Data —

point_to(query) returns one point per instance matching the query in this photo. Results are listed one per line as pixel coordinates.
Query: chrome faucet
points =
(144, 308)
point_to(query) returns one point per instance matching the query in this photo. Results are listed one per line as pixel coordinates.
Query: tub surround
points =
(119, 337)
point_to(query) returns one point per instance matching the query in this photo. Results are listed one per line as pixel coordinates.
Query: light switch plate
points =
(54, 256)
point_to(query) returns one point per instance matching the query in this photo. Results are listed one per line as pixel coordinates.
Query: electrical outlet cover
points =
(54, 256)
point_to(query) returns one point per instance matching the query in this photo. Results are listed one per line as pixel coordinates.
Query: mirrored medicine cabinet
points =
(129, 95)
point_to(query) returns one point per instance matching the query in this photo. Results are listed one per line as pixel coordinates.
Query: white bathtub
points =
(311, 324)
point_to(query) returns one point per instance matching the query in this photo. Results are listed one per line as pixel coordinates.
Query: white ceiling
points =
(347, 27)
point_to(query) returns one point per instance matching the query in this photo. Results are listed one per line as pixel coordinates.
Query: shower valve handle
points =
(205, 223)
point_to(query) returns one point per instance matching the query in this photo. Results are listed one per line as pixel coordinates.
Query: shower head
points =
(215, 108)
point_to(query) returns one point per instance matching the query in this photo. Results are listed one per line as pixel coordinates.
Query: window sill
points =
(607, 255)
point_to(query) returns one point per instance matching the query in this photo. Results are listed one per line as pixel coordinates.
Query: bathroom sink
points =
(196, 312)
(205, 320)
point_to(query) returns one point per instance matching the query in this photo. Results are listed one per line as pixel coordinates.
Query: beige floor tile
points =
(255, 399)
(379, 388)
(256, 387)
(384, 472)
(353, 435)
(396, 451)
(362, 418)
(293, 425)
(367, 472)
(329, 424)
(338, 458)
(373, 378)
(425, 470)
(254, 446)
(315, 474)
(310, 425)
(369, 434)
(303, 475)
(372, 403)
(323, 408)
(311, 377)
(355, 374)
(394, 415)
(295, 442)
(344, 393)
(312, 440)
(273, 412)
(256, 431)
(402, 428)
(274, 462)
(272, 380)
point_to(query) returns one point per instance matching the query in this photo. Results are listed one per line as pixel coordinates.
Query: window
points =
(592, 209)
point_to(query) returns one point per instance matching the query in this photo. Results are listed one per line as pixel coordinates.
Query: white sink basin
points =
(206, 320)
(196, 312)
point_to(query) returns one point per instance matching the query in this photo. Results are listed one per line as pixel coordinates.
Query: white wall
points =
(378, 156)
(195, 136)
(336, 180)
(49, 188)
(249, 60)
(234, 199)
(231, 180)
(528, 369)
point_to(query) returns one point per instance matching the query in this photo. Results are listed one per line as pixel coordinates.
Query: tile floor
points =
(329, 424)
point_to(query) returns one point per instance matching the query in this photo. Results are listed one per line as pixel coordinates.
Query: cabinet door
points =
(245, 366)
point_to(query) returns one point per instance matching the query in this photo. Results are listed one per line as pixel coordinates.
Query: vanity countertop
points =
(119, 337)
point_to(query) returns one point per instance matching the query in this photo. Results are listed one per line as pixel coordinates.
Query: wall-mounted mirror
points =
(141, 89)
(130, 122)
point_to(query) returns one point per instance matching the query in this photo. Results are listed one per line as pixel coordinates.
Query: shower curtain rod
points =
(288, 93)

Work request —
Return all of the data above verbatim.

Task answer —
point_to(query) returns one point per instance matching the query in this photo. Results are listed one per line as pixel coordinates.
Query: chrome faucet
points =
(144, 308)
point_to(query) returns one point per instance matching the query in this photo. Results are listed one per line as pixel coordinates.
Query: tub surround
points =
(119, 337)
point_to(query) returns one point per instance matching the query in this photo. Results are listed one per line as pixel coordinates.
Query: light switch plate
points =
(54, 256)
point_to(query) returns one point per instance matching the query in this photo. Results are listed one per line as pixel coordinates.
Query: electrical outlet cover
points =
(54, 256)
point_to(query) returns one point per instance matching the query in this photo. Results are listed one per line as pixel coordinates.
Query: mirrored medicine cabinet
points =
(129, 95)
point_to(query) returns one point per instance matching the query in this photo. Results are listed one per line as pixel coordinates.
Query: white bathtub
points =
(311, 324)
point_to(query) returns one point per instance matching the query in this photo. Results are listed one per line as pixel coordinates.
Query: white ceiling
points =
(347, 27)
point_to(query) returns one point per instance matching the query in this photo. Results are listed one per line as pixel coordinates.
Query: shower valve handle
points =
(205, 223)
point_to(query) returns one point per instance matching the query in this photo. Results are listed one per line as pixel coordinates.
Query: shower head
points =
(215, 108)
point_to(query) returns one point per instance matching the query in this photo. Results are listed one per line as pixel coordinates.
Query: window sill
points =
(607, 255)
point_to(query) returns one point per instance matching the query in this photo. Results are listed one per line as pixel coordinates.
Query: bathroom sink
points =
(196, 312)
(205, 320)
point_to(query) returns one point per instance matching the query in this photo. Results are listed one per line as pixel coordinates.
Query: beige floor tile
points =
(255, 399)
(379, 388)
(256, 387)
(384, 472)
(353, 435)
(396, 451)
(362, 418)
(293, 425)
(367, 472)
(329, 424)
(338, 458)
(373, 378)
(425, 470)
(254, 446)
(315, 474)
(310, 425)
(369, 434)
(303, 475)
(372, 403)
(323, 408)
(311, 377)
(355, 374)
(394, 415)
(295, 442)
(344, 393)
(312, 440)
(273, 412)
(256, 431)
(402, 428)
(274, 462)
(272, 380)
point_to(query) returns one point per instance matching the query in this photo. Results are listed one per line as pixel coordinates.
Query: window
points =
(592, 209)
point_to(query) returns one point per instance matching the query in this photo. Results are listed one per line as pixel coordinates.
Query: white sink basin
points =
(206, 320)
(196, 312)
point_to(query) returns one point per instance matching the query in this photo. Results are listed one per line as pixel coordinates.
Query: white wall
points =
(378, 156)
(195, 136)
(336, 180)
(49, 188)
(249, 60)
(234, 199)
(231, 180)
(528, 369)
point_to(query) returns one point per instance matching the query in this photo. Results are listed one per line as pixel coordinates.
Query: tile floor
points =
(329, 424)
point_to(query) returns one point per instance matching the query in this photo. Results are listed one per line as pixel coordinates.
Query: cabinet door
points =
(245, 366)
point_to(query) returns one point per instance matching the query in this photo. Results are listed one per line as pixel coordinates.
Query: vanity countertop
points =
(119, 337)
point_to(query) returns one point per instance matching the query in this photo. Results are listed one per line as pixel coordinates.
Query: wall-mounted mirror
points =
(141, 89)
(130, 122)
point_to(query) returns one point per instance matching the query in this photo. Results are listed one per line as pixel coordinates.
Query: shower curtain rod
points =
(288, 93)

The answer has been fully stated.